-- DIRECTIONS --
Convert every line of the items below into a Markdown table with the columns "Number" and "Line", putting the row number in the first column and the line itself in the second, and skip any blank lines.

-- SUPPLIED DATA --

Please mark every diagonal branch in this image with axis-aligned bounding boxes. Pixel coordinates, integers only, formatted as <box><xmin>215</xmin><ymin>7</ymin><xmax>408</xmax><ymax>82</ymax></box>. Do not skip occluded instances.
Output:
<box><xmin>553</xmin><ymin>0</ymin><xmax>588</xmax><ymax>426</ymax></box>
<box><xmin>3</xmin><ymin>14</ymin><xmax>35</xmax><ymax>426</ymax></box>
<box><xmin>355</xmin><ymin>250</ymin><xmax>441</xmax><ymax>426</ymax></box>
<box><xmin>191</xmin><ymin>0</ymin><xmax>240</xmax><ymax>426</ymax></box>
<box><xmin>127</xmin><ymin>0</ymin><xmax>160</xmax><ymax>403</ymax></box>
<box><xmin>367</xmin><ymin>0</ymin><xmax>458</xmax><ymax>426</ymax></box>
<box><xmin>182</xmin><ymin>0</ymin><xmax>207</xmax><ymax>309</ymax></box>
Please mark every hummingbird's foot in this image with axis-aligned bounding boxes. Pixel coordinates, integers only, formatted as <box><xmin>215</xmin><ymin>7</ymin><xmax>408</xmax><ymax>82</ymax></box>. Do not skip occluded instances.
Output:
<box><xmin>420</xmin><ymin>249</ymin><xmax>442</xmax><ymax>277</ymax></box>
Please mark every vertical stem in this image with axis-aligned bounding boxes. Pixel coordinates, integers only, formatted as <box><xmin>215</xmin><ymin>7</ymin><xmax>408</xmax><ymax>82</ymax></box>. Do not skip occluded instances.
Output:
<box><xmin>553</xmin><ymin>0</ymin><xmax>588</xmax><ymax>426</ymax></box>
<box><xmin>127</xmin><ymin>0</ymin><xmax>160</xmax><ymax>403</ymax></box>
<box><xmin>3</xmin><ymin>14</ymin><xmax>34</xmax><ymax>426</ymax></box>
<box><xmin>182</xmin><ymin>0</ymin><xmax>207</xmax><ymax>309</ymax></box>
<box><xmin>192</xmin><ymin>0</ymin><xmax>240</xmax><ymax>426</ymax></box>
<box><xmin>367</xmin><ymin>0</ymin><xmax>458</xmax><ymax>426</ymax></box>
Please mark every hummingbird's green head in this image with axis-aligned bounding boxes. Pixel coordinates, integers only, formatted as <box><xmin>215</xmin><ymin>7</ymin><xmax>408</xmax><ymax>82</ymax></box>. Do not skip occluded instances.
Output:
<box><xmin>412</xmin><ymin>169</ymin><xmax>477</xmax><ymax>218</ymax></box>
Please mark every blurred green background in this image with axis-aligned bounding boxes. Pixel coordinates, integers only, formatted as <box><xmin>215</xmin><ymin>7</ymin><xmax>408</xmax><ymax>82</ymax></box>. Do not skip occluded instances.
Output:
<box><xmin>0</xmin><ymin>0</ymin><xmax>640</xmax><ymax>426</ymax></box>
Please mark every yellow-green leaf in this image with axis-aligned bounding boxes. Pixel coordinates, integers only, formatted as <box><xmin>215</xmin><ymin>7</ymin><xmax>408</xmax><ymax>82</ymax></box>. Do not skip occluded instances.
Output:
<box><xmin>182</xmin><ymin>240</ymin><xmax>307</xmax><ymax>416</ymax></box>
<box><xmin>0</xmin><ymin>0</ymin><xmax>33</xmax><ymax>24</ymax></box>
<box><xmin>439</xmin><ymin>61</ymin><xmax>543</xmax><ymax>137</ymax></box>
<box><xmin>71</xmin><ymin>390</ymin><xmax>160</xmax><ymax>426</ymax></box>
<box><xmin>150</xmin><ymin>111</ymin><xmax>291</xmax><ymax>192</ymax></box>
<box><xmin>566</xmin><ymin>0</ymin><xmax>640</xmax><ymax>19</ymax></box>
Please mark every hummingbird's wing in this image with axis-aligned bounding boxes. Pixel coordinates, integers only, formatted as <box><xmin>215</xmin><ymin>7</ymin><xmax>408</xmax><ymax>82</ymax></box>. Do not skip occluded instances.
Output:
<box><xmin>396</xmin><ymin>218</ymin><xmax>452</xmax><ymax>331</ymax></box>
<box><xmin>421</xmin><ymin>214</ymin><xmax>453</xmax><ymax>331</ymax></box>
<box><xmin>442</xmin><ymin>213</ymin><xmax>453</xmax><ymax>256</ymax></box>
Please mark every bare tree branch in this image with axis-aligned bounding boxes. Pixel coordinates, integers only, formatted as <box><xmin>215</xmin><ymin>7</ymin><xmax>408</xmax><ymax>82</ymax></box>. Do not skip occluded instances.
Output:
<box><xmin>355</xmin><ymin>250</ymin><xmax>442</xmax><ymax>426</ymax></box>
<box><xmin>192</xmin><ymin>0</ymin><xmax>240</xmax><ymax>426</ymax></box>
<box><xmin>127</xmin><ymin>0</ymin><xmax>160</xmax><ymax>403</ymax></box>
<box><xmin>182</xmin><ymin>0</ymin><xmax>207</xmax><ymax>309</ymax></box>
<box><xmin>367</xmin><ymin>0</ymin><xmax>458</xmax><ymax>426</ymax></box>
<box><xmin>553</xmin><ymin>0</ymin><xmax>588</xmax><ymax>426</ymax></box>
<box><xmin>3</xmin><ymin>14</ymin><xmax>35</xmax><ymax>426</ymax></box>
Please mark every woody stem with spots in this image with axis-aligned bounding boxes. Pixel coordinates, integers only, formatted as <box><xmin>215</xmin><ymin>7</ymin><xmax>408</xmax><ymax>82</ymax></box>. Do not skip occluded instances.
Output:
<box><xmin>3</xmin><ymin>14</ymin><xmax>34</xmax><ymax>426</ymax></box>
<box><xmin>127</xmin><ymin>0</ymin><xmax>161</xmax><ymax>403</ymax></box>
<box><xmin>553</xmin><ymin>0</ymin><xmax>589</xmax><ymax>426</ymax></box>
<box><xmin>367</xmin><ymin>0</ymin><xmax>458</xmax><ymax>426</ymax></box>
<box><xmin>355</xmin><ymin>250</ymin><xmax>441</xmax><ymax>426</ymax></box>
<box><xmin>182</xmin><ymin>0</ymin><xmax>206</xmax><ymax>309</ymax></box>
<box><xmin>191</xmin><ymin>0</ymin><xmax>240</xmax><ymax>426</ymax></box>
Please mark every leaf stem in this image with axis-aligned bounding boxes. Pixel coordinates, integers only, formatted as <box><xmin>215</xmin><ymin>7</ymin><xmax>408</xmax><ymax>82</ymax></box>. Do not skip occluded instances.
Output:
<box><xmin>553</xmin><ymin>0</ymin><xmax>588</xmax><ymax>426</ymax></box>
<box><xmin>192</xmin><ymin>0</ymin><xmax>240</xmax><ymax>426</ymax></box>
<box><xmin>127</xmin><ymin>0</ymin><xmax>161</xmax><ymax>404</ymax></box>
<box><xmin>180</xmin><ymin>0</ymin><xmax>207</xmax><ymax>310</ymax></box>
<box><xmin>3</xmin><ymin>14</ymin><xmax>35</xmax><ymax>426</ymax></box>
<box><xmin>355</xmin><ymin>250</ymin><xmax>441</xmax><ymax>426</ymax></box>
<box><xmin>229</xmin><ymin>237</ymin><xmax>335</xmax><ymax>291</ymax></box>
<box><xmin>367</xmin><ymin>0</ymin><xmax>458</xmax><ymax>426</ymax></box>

-- ANSWER TO THE TASK --
| Number | Line |
|---|---|
| 1 | Please mark every diagonal branch in this image with axis-aligned bounding boxes. Pixel coordinates, integers only, formatted as <box><xmin>215</xmin><ymin>7</ymin><xmax>408</xmax><ymax>82</ymax></box>. Do not skip occluded instances. |
| 2 | Output: |
| 3 | <box><xmin>553</xmin><ymin>0</ymin><xmax>588</xmax><ymax>426</ymax></box> |
| 4 | <box><xmin>3</xmin><ymin>14</ymin><xmax>35</xmax><ymax>426</ymax></box> |
| 5 | <box><xmin>355</xmin><ymin>250</ymin><xmax>441</xmax><ymax>426</ymax></box> |
| 6 | <box><xmin>191</xmin><ymin>0</ymin><xmax>240</xmax><ymax>426</ymax></box> |
| 7 | <box><xmin>127</xmin><ymin>0</ymin><xmax>160</xmax><ymax>403</ymax></box> |
| 8 | <box><xmin>367</xmin><ymin>0</ymin><xmax>458</xmax><ymax>426</ymax></box> |
| 9 | <box><xmin>182</xmin><ymin>0</ymin><xmax>207</xmax><ymax>309</ymax></box> |
| 10 | Please mark every hummingbird's foot in this image with axis-aligned bounding boxes. Pixel coordinates, integers only, formatted as <box><xmin>215</xmin><ymin>7</ymin><xmax>408</xmax><ymax>82</ymax></box>. Do not skip occluded instances. |
| 11 | Output: |
| 12 | <box><xmin>420</xmin><ymin>249</ymin><xmax>442</xmax><ymax>277</ymax></box> |
| 13 | Please mark every vertical stem in this image with axis-aligned bounding boxes. Pixel coordinates, integers only, formatted as <box><xmin>215</xmin><ymin>7</ymin><xmax>408</xmax><ymax>82</ymax></box>. Do not skip occluded instances. |
| 14 | Output: |
| 15 | <box><xmin>553</xmin><ymin>0</ymin><xmax>588</xmax><ymax>426</ymax></box> |
| 16 | <box><xmin>127</xmin><ymin>0</ymin><xmax>160</xmax><ymax>403</ymax></box> |
| 17 | <box><xmin>3</xmin><ymin>14</ymin><xmax>34</xmax><ymax>426</ymax></box> |
| 18 | <box><xmin>182</xmin><ymin>0</ymin><xmax>207</xmax><ymax>309</ymax></box> |
| 19 | <box><xmin>192</xmin><ymin>0</ymin><xmax>240</xmax><ymax>426</ymax></box> |
| 20 | <box><xmin>367</xmin><ymin>0</ymin><xmax>458</xmax><ymax>426</ymax></box> |
| 21 | Please mark every hummingbird's green head in this image with axis-aligned bounding boxes. Pixel coordinates, integers only, formatted as <box><xmin>215</xmin><ymin>7</ymin><xmax>408</xmax><ymax>82</ymax></box>. Do not skip occluded instances. |
| 22 | Output: |
| 23 | <box><xmin>412</xmin><ymin>169</ymin><xmax>477</xmax><ymax>218</ymax></box> |
| 24 | Please mark every blurred green background in this image with axis-aligned bounding boxes. Pixel coordinates, integers only, formatted as <box><xmin>215</xmin><ymin>7</ymin><xmax>408</xmax><ymax>82</ymax></box>. Do not skip occluded instances. |
| 25 | Output: |
| 26 | <box><xmin>0</xmin><ymin>0</ymin><xmax>640</xmax><ymax>426</ymax></box> |
| 27 | Please mark every yellow-green leaf in this image with axis-aligned bounding boxes. Pixel coordinates, integers only, formatted as <box><xmin>215</xmin><ymin>7</ymin><xmax>408</xmax><ymax>82</ymax></box>. Do not skip occluded instances. |
| 28 | Output: |
| 29 | <box><xmin>182</xmin><ymin>240</ymin><xmax>307</xmax><ymax>416</ymax></box> |
| 30 | <box><xmin>0</xmin><ymin>0</ymin><xmax>33</xmax><ymax>24</ymax></box> |
| 31 | <box><xmin>439</xmin><ymin>61</ymin><xmax>543</xmax><ymax>137</ymax></box> |
| 32 | <box><xmin>71</xmin><ymin>390</ymin><xmax>160</xmax><ymax>426</ymax></box> |
| 33 | <box><xmin>150</xmin><ymin>111</ymin><xmax>291</xmax><ymax>192</ymax></box> |
| 34 | <box><xmin>566</xmin><ymin>0</ymin><xmax>640</xmax><ymax>19</ymax></box> |
| 35 | Please mark every hummingbird's wing in this image with axis-aligned bounding boxes. Pixel coordinates, integers only, formatted as <box><xmin>215</xmin><ymin>7</ymin><xmax>408</xmax><ymax>82</ymax></box>. Do not skip occluded instances. |
| 36 | Output: |
| 37 | <box><xmin>396</xmin><ymin>218</ymin><xmax>452</xmax><ymax>331</ymax></box> |
| 38 | <box><xmin>421</xmin><ymin>214</ymin><xmax>453</xmax><ymax>331</ymax></box> |
| 39 | <box><xmin>442</xmin><ymin>213</ymin><xmax>453</xmax><ymax>256</ymax></box> |
| 40 | Please mark every bare tree branch in this image with axis-aligned bounding boxes. Pixel coordinates, integers only, formatted as <box><xmin>215</xmin><ymin>7</ymin><xmax>408</xmax><ymax>82</ymax></box>. Do not skip occluded instances. |
| 41 | Output: |
| 42 | <box><xmin>355</xmin><ymin>250</ymin><xmax>442</xmax><ymax>426</ymax></box> |
| 43 | <box><xmin>192</xmin><ymin>0</ymin><xmax>240</xmax><ymax>426</ymax></box> |
| 44 | <box><xmin>127</xmin><ymin>0</ymin><xmax>160</xmax><ymax>403</ymax></box> |
| 45 | <box><xmin>182</xmin><ymin>0</ymin><xmax>207</xmax><ymax>309</ymax></box> |
| 46 | <box><xmin>367</xmin><ymin>0</ymin><xmax>458</xmax><ymax>426</ymax></box> |
| 47 | <box><xmin>553</xmin><ymin>0</ymin><xmax>588</xmax><ymax>426</ymax></box> |
| 48 | <box><xmin>3</xmin><ymin>14</ymin><xmax>35</xmax><ymax>426</ymax></box> |
| 49 | Please mark every woody stem with spots in this image with axis-aligned bounding boxes. Pixel coordinates, integers only, formatted as <box><xmin>215</xmin><ymin>7</ymin><xmax>408</xmax><ymax>82</ymax></box>. Do not skip occluded instances. |
| 50 | Output: |
| 51 | <box><xmin>3</xmin><ymin>14</ymin><xmax>34</xmax><ymax>426</ymax></box> |
| 52 | <box><xmin>127</xmin><ymin>0</ymin><xmax>161</xmax><ymax>403</ymax></box> |
| 53 | <box><xmin>553</xmin><ymin>0</ymin><xmax>589</xmax><ymax>426</ymax></box> |
| 54 | <box><xmin>367</xmin><ymin>0</ymin><xmax>458</xmax><ymax>426</ymax></box> |
| 55 | <box><xmin>355</xmin><ymin>250</ymin><xmax>441</xmax><ymax>426</ymax></box> |
| 56 | <box><xmin>182</xmin><ymin>0</ymin><xmax>206</xmax><ymax>309</ymax></box> |
| 57 | <box><xmin>191</xmin><ymin>0</ymin><xmax>240</xmax><ymax>426</ymax></box> |
| 58 | Please mark every leaf stem in this image with axis-aligned bounding boxes. Pixel coordinates, integers only, formatted as <box><xmin>215</xmin><ymin>7</ymin><xmax>408</xmax><ymax>82</ymax></box>. Do not skip occluded instances. |
| 59 | Output: |
| 60 | <box><xmin>553</xmin><ymin>0</ymin><xmax>588</xmax><ymax>426</ymax></box> |
| 61 | <box><xmin>192</xmin><ymin>0</ymin><xmax>240</xmax><ymax>426</ymax></box> |
| 62 | <box><xmin>127</xmin><ymin>0</ymin><xmax>161</xmax><ymax>404</ymax></box> |
| 63 | <box><xmin>180</xmin><ymin>0</ymin><xmax>207</xmax><ymax>310</ymax></box> |
| 64 | <box><xmin>3</xmin><ymin>14</ymin><xmax>35</xmax><ymax>426</ymax></box> |
| 65 | <box><xmin>355</xmin><ymin>250</ymin><xmax>441</xmax><ymax>426</ymax></box> |
| 66 | <box><xmin>229</xmin><ymin>237</ymin><xmax>335</xmax><ymax>291</ymax></box> |
| 67 | <box><xmin>367</xmin><ymin>0</ymin><xmax>458</xmax><ymax>426</ymax></box> |